Task requirements
Translate this sentence from the post about carrying a pine cone into Spanish: "The pine cone had been on the dresser in their bedroom because I refused to let anyone sleep with it in her crib."

Source document
----
The Transportation of Pine Cones: Not as Simple as You May Think

posted in Toddlers are Weird on by with 2 Replies

I recently stuck a pine cone between my breasts to carry it downstairs after naptime because one of my toddlers NEEDED it.  She calls it a “pah-co” so how could I say no?  The pine cone had been on the dresser in their bedroom because I refused to let anyone sleep with it in her crib.  Nothing like snuggling up with a jaggedy-edged pine cone as you drift off to sleep.

But in order to get twin 2-year-olds down my deadly 100-year-old-house stairs, I have to hold their hands with both of mine and they have to hold the railing, so no one has any hands free for carrying bits of nature.  Also my stay-at-home-mom uniform of yoga pants and a v-neck tee doesn’t have pockets. (I know you know what I’m talking about.  You’ve worn the same thing.  The tee is probably called “slub knit” which is meant to convey the soft nubbiness of its texture but really just about sums up the slouchy-slobbiness of my current fashion sense.)
----
Raw data
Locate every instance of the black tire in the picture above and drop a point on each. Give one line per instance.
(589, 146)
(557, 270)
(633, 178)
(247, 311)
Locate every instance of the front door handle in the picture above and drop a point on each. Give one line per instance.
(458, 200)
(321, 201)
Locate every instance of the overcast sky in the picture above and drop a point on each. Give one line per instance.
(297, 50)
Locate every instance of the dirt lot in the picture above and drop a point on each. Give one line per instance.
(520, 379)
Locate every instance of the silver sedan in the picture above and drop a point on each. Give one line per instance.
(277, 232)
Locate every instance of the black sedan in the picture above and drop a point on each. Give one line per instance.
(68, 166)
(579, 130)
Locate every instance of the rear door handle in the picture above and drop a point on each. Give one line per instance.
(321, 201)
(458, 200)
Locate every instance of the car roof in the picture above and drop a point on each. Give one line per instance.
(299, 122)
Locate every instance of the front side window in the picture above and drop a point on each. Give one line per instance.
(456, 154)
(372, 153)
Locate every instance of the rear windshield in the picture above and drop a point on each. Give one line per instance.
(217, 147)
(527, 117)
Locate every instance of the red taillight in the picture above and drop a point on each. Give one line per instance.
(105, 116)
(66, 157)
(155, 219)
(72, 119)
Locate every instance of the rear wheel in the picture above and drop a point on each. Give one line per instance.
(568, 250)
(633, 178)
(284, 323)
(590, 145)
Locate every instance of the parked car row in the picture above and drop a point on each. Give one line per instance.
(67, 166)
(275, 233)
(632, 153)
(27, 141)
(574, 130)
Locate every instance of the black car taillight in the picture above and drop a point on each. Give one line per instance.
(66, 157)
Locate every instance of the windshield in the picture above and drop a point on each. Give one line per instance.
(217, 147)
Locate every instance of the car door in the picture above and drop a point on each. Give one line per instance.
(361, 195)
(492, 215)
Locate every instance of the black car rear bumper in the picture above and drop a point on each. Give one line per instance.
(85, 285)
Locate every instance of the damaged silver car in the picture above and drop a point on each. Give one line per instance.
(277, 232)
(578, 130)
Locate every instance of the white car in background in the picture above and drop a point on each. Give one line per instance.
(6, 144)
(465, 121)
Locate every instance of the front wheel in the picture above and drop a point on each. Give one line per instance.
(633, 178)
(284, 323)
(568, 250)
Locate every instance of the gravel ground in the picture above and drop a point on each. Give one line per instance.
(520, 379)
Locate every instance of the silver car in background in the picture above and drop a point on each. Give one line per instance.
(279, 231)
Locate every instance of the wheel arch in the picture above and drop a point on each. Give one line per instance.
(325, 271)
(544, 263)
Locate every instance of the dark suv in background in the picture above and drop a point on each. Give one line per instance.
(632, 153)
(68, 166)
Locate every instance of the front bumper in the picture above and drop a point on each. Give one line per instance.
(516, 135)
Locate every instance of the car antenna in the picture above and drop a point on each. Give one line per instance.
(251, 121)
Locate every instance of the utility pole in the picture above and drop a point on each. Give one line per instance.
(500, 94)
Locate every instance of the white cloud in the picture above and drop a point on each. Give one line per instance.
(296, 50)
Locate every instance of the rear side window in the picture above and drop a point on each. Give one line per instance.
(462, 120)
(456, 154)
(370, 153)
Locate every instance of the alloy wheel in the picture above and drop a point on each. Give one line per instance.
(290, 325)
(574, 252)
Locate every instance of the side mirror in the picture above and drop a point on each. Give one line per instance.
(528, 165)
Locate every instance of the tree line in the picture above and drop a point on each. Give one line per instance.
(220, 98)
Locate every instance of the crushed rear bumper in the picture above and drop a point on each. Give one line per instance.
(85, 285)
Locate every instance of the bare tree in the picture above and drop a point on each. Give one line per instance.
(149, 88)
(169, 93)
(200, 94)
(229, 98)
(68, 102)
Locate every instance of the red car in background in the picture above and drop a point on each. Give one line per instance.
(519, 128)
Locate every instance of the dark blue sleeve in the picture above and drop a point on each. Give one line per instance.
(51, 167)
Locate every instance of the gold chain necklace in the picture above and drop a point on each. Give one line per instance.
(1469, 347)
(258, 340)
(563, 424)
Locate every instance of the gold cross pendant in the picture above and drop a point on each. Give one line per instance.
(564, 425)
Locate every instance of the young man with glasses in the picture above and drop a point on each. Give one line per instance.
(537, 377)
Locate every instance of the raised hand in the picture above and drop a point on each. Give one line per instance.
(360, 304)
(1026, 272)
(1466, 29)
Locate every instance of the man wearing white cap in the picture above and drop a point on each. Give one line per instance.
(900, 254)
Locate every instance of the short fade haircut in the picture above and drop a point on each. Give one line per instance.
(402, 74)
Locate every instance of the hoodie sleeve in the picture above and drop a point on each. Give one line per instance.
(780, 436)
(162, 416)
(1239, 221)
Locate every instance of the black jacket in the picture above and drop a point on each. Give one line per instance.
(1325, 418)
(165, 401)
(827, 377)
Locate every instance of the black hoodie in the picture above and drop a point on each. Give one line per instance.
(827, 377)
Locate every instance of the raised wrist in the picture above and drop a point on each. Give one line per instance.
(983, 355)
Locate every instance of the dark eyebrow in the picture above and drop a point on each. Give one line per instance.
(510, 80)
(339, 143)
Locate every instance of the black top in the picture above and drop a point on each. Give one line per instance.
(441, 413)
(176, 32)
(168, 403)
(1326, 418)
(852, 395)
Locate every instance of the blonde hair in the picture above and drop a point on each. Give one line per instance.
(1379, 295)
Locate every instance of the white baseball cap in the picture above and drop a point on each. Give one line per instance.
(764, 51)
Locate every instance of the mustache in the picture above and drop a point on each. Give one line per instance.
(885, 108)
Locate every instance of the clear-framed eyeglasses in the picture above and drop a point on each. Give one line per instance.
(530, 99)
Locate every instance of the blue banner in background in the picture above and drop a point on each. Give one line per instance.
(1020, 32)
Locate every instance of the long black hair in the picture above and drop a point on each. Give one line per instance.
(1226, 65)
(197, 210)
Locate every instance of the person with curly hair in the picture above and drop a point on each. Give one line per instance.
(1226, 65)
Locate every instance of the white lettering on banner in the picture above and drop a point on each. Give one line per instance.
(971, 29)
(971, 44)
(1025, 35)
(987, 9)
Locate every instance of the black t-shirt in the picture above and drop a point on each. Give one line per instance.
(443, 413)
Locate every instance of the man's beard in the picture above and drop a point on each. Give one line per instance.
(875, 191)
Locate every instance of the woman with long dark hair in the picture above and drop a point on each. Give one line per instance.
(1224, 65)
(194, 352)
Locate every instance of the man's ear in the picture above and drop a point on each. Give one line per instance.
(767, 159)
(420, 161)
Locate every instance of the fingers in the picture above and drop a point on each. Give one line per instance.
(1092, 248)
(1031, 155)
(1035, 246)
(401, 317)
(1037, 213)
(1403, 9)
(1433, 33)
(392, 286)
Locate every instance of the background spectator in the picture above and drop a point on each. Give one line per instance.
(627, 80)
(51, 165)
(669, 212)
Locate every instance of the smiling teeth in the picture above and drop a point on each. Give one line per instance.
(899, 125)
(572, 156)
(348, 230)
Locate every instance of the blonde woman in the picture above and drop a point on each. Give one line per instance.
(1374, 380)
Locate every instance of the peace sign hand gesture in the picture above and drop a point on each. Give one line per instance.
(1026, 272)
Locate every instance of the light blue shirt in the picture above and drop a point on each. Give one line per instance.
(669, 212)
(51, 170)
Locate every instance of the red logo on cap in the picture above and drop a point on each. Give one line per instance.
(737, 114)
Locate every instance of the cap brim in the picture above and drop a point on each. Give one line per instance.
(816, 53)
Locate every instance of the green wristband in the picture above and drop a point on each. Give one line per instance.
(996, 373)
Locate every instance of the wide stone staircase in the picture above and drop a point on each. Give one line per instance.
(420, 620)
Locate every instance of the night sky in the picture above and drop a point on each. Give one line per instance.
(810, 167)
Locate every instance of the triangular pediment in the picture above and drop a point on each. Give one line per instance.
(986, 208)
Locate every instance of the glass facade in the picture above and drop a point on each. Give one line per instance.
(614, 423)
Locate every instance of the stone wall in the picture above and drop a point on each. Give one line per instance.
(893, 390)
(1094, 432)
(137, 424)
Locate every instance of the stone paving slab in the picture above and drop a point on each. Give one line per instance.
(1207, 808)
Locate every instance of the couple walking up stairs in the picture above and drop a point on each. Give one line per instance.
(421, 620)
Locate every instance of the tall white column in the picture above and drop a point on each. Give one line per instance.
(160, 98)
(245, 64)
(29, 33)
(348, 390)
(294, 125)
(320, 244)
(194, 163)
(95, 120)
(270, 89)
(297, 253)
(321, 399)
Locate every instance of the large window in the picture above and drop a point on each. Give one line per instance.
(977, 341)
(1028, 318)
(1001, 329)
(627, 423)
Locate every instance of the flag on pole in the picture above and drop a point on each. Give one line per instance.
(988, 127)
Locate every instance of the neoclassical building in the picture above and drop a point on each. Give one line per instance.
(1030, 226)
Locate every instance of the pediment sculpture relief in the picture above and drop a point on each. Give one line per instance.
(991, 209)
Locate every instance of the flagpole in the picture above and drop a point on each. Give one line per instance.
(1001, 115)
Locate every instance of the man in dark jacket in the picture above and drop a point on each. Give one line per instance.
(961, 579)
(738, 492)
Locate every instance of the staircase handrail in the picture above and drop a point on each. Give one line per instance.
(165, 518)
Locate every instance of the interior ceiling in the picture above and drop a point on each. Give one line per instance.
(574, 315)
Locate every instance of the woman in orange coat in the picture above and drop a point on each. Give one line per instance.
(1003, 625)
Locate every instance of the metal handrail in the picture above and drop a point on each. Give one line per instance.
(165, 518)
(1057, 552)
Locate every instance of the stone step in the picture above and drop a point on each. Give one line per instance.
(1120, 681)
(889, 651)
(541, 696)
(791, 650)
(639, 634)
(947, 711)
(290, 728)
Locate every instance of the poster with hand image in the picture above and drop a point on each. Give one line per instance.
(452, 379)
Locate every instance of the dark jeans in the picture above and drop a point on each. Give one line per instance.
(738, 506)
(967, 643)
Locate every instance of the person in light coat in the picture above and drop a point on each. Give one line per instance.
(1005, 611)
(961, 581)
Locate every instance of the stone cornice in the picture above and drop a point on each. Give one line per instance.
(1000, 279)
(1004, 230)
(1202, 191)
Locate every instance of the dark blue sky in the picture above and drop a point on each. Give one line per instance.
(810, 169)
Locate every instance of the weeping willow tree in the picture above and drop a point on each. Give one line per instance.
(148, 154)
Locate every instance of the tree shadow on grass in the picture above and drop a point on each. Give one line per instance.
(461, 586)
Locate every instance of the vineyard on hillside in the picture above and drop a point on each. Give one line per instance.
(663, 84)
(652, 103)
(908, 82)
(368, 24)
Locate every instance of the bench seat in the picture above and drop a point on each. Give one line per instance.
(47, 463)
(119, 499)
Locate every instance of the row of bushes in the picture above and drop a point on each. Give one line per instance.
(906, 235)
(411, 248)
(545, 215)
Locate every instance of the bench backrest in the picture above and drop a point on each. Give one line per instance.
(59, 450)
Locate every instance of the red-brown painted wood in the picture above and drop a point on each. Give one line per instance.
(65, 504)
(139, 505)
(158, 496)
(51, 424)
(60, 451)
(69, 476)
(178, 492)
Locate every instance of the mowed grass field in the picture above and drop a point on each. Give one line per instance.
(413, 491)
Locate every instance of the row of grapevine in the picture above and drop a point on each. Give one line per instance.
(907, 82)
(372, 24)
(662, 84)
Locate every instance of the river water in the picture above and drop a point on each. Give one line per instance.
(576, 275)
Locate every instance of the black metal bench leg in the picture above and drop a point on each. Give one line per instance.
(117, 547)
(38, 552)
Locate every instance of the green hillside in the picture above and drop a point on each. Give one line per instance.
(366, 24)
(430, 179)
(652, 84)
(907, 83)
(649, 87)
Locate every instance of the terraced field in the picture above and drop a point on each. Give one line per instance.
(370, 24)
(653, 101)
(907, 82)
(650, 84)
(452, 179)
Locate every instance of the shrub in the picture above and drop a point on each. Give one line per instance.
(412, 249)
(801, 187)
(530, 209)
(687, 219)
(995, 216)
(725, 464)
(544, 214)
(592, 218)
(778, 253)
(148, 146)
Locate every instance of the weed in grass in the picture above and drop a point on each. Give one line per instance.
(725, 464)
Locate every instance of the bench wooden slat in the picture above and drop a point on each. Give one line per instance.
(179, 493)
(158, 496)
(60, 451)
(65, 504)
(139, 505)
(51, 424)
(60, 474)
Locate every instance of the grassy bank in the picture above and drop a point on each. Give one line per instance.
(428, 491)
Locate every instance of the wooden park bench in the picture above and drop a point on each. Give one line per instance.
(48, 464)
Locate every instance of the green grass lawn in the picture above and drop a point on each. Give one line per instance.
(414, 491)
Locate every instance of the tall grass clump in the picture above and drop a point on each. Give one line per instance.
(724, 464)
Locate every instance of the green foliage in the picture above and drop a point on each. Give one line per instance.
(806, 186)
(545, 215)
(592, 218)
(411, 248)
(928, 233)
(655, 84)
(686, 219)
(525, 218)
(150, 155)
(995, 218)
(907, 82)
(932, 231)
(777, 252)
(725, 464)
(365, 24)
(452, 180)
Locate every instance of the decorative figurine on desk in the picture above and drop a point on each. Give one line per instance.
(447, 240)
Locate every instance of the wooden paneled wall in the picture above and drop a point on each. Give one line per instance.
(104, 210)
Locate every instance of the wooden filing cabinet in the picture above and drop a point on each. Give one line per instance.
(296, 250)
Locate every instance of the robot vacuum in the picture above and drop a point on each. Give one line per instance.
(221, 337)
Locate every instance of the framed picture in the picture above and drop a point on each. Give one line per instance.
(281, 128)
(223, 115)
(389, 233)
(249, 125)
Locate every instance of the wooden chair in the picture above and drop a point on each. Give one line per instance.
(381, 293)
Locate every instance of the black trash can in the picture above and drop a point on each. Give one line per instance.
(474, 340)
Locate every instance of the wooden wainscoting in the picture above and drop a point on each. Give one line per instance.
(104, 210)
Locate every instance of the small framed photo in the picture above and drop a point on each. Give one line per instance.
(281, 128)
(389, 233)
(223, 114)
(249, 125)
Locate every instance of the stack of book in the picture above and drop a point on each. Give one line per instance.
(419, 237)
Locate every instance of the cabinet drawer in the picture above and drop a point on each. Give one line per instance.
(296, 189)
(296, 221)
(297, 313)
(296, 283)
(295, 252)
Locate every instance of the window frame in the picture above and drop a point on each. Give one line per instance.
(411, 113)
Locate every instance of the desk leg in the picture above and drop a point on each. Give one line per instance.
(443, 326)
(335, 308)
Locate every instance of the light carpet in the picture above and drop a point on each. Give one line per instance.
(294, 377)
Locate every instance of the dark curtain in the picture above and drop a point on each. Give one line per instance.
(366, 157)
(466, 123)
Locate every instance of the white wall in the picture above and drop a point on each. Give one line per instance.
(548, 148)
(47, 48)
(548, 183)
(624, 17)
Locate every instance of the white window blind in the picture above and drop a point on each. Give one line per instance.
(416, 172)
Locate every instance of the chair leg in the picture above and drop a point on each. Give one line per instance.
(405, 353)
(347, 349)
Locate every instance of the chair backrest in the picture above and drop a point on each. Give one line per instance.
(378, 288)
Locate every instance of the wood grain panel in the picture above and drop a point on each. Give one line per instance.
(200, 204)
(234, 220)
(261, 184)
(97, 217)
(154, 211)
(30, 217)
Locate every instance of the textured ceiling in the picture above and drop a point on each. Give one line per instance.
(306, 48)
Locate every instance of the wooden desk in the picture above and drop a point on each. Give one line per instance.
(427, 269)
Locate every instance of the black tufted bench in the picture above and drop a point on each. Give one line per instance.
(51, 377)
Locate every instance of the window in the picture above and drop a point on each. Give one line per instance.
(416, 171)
----
The answer
La piña de pino había estado sobre la cómoda de su dormitorio porque me negaba a dejar que nadie durmiera con ella en su cuna.